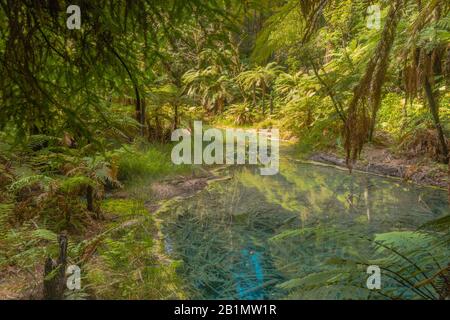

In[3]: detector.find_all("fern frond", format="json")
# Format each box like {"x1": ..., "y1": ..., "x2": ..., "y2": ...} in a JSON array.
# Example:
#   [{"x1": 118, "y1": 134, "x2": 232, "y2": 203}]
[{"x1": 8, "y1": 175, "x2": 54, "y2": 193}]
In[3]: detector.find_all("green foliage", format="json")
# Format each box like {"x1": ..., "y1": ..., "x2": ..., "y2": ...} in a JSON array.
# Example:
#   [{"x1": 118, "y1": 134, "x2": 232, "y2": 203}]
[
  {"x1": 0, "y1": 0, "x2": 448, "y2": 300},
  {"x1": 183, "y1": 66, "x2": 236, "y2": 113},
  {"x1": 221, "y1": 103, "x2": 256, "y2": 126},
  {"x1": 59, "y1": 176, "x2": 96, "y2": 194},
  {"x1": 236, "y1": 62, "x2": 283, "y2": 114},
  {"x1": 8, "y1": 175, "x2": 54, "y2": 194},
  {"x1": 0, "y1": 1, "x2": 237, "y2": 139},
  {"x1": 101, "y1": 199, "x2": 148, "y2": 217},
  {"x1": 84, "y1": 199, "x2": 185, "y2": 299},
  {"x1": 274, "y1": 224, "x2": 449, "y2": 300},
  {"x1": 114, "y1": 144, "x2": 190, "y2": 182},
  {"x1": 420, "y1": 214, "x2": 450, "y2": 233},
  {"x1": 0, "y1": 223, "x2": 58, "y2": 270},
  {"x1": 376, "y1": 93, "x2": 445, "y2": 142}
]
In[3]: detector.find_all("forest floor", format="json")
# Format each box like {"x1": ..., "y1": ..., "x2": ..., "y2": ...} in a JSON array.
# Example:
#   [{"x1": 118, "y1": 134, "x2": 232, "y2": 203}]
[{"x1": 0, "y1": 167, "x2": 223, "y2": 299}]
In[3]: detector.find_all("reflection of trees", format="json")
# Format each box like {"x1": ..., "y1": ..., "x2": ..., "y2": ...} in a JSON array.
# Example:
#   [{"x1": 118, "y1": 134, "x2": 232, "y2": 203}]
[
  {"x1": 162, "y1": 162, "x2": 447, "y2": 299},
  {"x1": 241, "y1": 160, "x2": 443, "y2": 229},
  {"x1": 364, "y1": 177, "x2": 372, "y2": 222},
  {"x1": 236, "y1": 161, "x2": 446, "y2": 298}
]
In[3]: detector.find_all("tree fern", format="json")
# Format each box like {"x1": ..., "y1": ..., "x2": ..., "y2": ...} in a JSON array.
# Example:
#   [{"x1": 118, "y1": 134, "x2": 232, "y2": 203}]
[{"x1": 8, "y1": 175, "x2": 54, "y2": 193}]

--------------------

→ YOUR INSTRUCTIONS
Exactly as written, reproduce all of the entries while dropping the pictures.

→ TASK RESPONSE
In[3]: detector.find_all("fern frond", format="json")
# Format each box like {"x1": ..., "y1": ..., "x2": ..., "y2": ...} in a JSON array.
# Example:
#   [{"x1": 118, "y1": 134, "x2": 232, "y2": 203}]
[{"x1": 8, "y1": 175, "x2": 54, "y2": 193}]
In[3]: detector.find_all("green foliage", format="json")
# Format each box like {"x1": ..., "y1": ..., "x2": ..., "y2": ...} in a JSON array.
# Example:
#   [{"x1": 118, "y1": 134, "x2": 232, "y2": 203}]
[
  {"x1": 0, "y1": 0, "x2": 448, "y2": 300},
  {"x1": 183, "y1": 66, "x2": 236, "y2": 113},
  {"x1": 221, "y1": 103, "x2": 256, "y2": 126},
  {"x1": 59, "y1": 176, "x2": 96, "y2": 194},
  {"x1": 236, "y1": 62, "x2": 283, "y2": 114},
  {"x1": 8, "y1": 175, "x2": 54, "y2": 194},
  {"x1": 0, "y1": 1, "x2": 237, "y2": 139},
  {"x1": 101, "y1": 199, "x2": 148, "y2": 217},
  {"x1": 84, "y1": 199, "x2": 185, "y2": 299},
  {"x1": 274, "y1": 224, "x2": 449, "y2": 300},
  {"x1": 114, "y1": 144, "x2": 190, "y2": 182},
  {"x1": 420, "y1": 214, "x2": 450, "y2": 233},
  {"x1": 0, "y1": 223, "x2": 58, "y2": 270},
  {"x1": 376, "y1": 93, "x2": 445, "y2": 142}
]
In[3]: detector.find_all("forest floor", format="json")
# Format each box like {"x1": ..., "y1": ..., "x2": ..., "y2": ...} in a JSON array.
# Example:
#   [{"x1": 118, "y1": 134, "x2": 232, "y2": 203}]
[{"x1": 0, "y1": 167, "x2": 223, "y2": 299}]
In[3]: detector.find_all("reflection of trees", format="json")
# Format each box like {"x1": ..., "y1": ..., "x2": ..., "y2": ...} in a JSON array.
# Example:
#   [{"x1": 118, "y1": 134, "x2": 232, "y2": 203}]
[
  {"x1": 162, "y1": 162, "x2": 447, "y2": 299},
  {"x1": 241, "y1": 160, "x2": 443, "y2": 229},
  {"x1": 364, "y1": 177, "x2": 372, "y2": 222},
  {"x1": 236, "y1": 161, "x2": 446, "y2": 298}
]
In[3]: detector.find_all("tree fern", format="json")
# Format each box like {"x1": ..., "y1": ..., "x2": ..., "y2": ...} in a JSON array.
# Example:
#   [{"x1": 118, "y1": 134, "x2": 232, "y2": 203}]
[{"x1": 8, "y1": 175, "x2": 54, "y2": 193}]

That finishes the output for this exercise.